**TEXT EXCERPT**:
The earlier version was written on similar lines, where the helper
function was getting the image address and size from the efi_http_boot
context structure. There was a review comment asking me to decouple
the solution from EFI_HTTP_BOOT, and add the pmem nodes after scanning
the blkmap devices. This would make it a little more generic, and not
tie it closely with EFI_HTTP_BOOT.

Also, one issue with using the event based framework is that the user
might choose to pass a different devicetree to the OS from the one on
which the fixup was done. Calling the helper function from
image_setup_libfdt() ensures that the fixup happens on the DT that
gets passed on to the OS.

>
>
> > If you are referring to a scenario where the memory based block device
> > does not get set up as a blkmap device, that will anyways require
> > explicit intervention of the user to add the pmem node, because
> > otherwise there is no way to find out existence of such a device. This
> > can then be done through an explicit command. But the EFI_HTTP_BOOT
> > use-case does require scanning for the memory base blkmap devices.

**REQUIRED WORK**:
• A. In the pmem node discussion, what did the review comment ask the writer to do?
• B. Resume the pmem node discussion from its last sentence.

**RECORDS**:
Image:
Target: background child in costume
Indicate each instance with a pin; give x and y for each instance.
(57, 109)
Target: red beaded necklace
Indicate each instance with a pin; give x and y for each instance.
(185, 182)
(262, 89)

**ANSWERS PROVIDED**:
• A. Decouple the solution from EFI_HTTP_BOOT and add the pmem nodes after scanning the blkmap devices.

• B.
>
> With the approach above, I think we could get out of marking every
> configured blkmap as reserved (which might not be what the user wants),
> and instead let the creator of the device decide on whether this is
> needed or not.

I am not sure what you mean by marking the blkmap as reserved, but
these changes are simply marking the blkmap devices in the DT before
booting the OS. The kernel can then parse these pmem regions to check
for the availability of an installation.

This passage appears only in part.